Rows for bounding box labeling
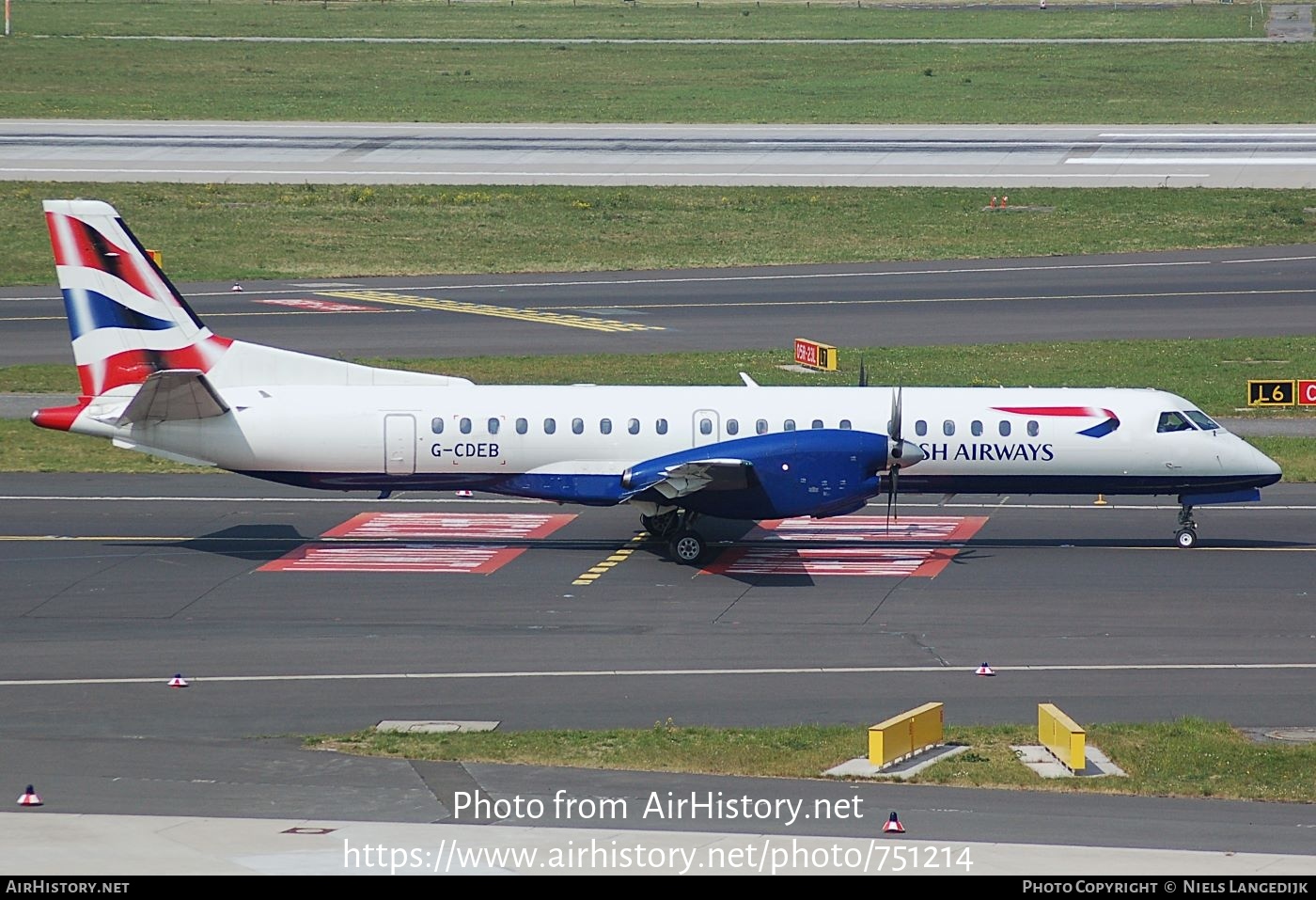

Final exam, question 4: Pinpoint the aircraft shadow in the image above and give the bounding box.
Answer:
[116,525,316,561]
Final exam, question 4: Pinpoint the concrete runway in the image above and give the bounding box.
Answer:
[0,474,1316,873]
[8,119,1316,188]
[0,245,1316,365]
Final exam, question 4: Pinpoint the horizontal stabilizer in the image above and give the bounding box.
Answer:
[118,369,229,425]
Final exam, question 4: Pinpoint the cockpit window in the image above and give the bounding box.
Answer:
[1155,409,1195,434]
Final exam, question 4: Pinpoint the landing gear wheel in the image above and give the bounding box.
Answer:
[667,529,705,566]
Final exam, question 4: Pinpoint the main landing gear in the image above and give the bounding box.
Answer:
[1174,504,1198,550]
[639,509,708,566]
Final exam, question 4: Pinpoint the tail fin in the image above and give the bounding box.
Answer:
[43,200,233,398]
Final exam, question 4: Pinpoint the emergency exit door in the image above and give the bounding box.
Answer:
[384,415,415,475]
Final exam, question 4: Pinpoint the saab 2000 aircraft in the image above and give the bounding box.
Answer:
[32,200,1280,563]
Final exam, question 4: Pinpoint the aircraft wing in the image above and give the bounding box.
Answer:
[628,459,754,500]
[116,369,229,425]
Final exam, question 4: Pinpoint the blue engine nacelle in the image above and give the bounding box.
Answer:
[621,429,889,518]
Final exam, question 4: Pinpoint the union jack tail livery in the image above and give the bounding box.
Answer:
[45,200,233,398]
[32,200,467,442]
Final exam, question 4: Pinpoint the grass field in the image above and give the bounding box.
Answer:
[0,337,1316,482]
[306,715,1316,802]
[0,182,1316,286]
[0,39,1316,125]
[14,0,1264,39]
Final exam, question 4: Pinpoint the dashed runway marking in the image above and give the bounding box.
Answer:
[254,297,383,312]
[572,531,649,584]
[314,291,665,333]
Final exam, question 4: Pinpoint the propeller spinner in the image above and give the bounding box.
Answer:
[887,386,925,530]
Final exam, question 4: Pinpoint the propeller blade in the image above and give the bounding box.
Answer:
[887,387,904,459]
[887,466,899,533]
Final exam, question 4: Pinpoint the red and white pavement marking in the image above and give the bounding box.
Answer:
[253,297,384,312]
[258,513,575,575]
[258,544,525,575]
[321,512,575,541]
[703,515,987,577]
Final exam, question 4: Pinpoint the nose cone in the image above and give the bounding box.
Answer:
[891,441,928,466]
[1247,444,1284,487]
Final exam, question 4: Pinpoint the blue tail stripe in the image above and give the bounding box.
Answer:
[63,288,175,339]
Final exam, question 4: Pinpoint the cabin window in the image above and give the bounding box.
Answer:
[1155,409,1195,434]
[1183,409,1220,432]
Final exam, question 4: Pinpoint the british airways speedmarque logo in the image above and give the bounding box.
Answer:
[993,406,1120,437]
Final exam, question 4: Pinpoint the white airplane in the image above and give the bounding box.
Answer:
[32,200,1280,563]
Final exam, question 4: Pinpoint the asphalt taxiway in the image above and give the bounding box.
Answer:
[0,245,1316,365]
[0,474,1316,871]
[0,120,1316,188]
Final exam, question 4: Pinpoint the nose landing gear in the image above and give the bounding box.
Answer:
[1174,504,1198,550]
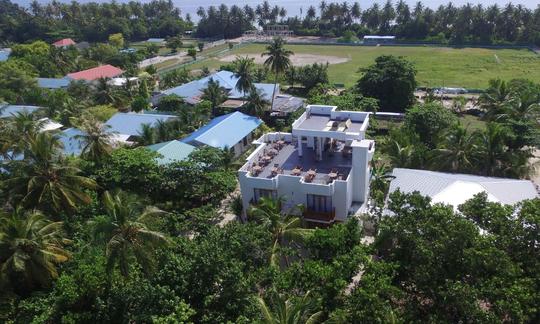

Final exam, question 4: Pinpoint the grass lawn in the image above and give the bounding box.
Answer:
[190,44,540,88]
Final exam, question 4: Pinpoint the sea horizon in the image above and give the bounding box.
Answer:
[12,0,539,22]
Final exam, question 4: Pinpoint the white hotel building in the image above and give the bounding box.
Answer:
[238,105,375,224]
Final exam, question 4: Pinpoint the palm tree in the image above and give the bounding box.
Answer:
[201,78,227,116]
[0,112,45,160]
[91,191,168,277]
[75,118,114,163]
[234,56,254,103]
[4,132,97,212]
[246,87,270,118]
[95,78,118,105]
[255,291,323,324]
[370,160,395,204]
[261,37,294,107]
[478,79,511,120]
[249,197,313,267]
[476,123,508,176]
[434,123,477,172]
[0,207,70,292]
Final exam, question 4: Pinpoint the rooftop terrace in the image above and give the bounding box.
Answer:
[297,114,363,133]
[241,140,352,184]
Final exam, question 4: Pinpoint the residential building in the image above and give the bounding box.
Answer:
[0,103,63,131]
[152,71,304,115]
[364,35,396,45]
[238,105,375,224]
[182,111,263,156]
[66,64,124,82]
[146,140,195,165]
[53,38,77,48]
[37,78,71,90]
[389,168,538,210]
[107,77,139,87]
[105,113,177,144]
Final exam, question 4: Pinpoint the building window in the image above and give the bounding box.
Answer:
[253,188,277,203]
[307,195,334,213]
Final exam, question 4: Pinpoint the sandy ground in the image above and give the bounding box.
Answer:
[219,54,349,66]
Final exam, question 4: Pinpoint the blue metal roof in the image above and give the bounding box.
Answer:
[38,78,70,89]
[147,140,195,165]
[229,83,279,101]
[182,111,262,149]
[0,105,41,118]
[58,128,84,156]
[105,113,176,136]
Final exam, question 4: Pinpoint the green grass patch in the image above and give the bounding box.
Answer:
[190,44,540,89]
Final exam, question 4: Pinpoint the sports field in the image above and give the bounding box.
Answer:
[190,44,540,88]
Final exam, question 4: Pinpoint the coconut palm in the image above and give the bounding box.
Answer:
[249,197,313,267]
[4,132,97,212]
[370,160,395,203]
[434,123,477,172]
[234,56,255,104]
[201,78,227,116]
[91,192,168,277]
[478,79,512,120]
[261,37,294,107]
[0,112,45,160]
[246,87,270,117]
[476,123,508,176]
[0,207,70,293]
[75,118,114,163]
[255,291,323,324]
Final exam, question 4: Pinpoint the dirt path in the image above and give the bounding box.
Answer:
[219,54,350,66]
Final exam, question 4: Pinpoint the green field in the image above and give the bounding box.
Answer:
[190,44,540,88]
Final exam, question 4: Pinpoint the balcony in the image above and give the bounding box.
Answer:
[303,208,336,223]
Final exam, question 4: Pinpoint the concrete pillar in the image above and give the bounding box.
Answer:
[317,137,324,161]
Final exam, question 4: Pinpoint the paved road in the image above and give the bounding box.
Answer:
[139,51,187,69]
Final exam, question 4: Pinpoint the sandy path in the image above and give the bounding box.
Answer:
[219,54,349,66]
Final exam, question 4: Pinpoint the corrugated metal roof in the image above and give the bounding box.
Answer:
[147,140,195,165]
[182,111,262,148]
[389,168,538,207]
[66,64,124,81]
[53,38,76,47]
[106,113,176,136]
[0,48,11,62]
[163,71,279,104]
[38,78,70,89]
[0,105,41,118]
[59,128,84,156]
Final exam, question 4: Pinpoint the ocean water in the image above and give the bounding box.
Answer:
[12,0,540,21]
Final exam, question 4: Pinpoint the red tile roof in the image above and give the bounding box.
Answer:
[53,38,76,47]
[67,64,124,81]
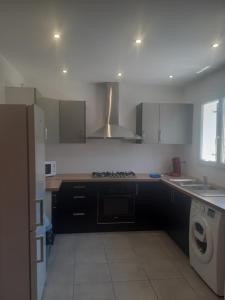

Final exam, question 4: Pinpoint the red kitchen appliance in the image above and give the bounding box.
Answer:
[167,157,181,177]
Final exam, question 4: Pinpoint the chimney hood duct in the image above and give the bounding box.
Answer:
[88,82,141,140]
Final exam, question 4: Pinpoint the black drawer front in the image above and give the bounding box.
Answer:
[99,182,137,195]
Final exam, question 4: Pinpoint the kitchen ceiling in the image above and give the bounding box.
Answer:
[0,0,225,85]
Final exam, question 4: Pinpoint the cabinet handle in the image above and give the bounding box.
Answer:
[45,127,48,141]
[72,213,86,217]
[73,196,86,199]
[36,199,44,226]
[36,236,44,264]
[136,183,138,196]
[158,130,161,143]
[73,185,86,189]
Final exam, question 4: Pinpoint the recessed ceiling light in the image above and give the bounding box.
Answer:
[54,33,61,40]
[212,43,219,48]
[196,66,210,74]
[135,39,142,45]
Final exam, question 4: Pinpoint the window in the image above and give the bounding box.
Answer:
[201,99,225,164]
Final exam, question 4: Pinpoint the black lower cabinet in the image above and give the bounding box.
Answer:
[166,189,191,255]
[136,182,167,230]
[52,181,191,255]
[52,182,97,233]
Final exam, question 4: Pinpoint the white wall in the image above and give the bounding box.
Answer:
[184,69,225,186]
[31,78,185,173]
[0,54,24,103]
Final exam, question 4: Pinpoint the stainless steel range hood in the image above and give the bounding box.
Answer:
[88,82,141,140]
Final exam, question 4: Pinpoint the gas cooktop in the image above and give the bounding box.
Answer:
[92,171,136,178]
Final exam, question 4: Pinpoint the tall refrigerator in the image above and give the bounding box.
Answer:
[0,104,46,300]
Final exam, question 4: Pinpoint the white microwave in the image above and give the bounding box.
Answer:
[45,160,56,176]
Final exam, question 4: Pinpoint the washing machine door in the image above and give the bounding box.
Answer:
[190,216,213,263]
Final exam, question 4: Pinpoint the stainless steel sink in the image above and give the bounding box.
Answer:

---

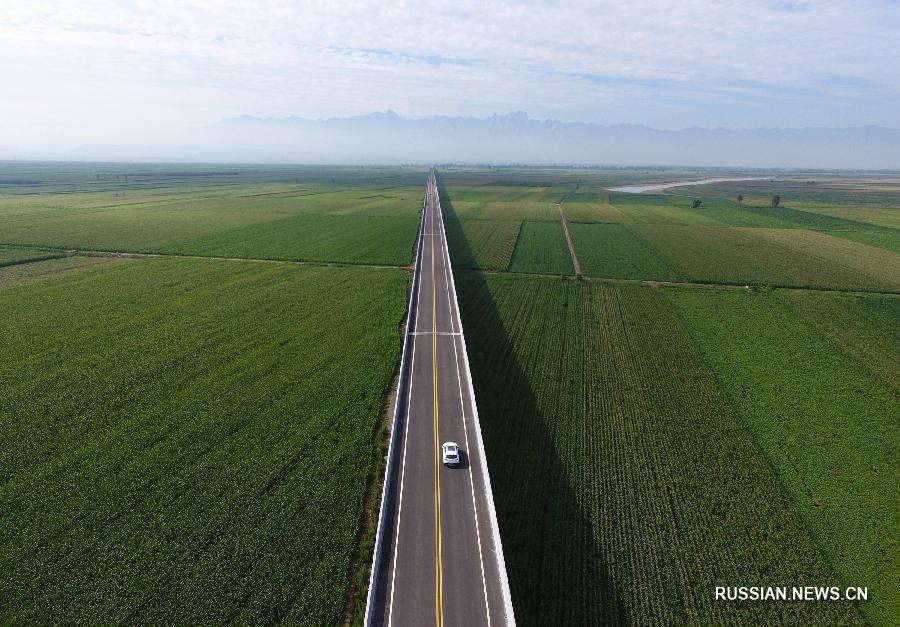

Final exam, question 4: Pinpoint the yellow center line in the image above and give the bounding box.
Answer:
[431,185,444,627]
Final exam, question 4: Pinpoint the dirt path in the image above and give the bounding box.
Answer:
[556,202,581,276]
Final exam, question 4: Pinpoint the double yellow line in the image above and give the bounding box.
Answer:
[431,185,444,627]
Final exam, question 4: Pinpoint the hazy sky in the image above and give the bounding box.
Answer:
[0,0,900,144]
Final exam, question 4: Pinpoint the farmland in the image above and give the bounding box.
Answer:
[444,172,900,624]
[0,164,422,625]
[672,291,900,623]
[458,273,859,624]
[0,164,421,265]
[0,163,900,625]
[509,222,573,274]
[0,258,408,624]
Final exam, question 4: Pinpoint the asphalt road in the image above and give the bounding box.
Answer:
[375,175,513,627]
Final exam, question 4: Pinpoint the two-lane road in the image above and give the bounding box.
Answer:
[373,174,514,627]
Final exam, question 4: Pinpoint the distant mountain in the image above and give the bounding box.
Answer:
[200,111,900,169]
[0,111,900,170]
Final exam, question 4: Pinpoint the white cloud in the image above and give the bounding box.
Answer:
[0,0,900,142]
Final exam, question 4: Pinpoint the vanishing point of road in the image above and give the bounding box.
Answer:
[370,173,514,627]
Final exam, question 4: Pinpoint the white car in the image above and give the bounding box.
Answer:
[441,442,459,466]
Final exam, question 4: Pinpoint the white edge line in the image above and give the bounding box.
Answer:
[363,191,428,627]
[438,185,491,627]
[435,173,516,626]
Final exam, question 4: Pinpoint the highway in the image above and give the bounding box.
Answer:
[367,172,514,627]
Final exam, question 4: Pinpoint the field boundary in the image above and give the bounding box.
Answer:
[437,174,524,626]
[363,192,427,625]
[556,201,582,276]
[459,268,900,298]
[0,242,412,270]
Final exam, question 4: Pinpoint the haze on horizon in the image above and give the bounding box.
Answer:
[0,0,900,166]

_WRITTEN TASK:_ Update the rows starting at the line containing "Final exam, question 4: Pinpoint the red and" and ending at the line containing "[241,140,352,184]", changing every "Pinpoint" to "Locate" and leaving everything else as it is. Give only those lines, without the pictures.

_RESULT FOR THIS TASK:_
Final exam, question 4: Locate the red and white pavement marking in the image above and give the bounding box.
Answer:
[253,297,384,312]
[258,513,575,575]
[258,544,525,575]
[321,512,575,541]
[703,515,987,577]
Final exam, question 4: Locate the nose cone in the image above and give the bounding box.
Answer:
[891,441,928,466]
[1247,444,1284,487]
Final exam, question 4: Locate the blue tail stripe in the image above and give the bounding box.
Answer:
[63,288,175,339]
Final exam, question 4: Locate the cabin window in the image above and give the bounding box.
Answer:
[1155,409,1195,434]
[1183,409,1220,432]
Final exam, question 4: Locate the british airways speedmarque logo in the image above and give the bounding box.
Answer:
[993,406,1120,437]
Final exam, question 4: Locate the white airplane in the image above and give the bounding box.
Answer:
[32,200,1280,563]
Final exam, question 4: Locate the asphalt taxiway in the image above and give the bounding box.
Answer:
[0,245,1316,365]
[0,474,1316,871]
[0,120,1316,188]
Final exam, question 4: Locate the nose landing gear in the image above and give the bounding box.
Answer:
[1174,504,1198,550]

Final exam, question 4: Locate the grass lawn in the image above and give the bounding box.
Answer:
[190,44,540,88]
Final exam, question 4: Locate the sea horizon in the image above and give the bounding box.
Answer:
[12,0,539,22]
Final exam, question 4: Locate the white hotel building in the image above and give the bounding box.
Answer:
[238,105,375,224]
Final exam, question 4: Locate the palm tree in the image above and give the bounding box.
Answer:
[201,78,227,116]
[0,112,45,160]
[91,191,168,277]
[75,118,114,163]
[234,56,254,103]
[4,132,97,212]
[246,87,270,118]
[95,78,118,105]
[255,291,323,324]
[370,160,395,204]
[261,37,294,107]
[478,79,511,120]
[249,197,313,267]
[476,123,508,176]
[434,123,477,172]
[0,207,70,292]
Final exam, question 4: Locate the rooftop terrace in the image above and give the bounding box.
Answer:
[297,114,363,133]
[241,140,352,184]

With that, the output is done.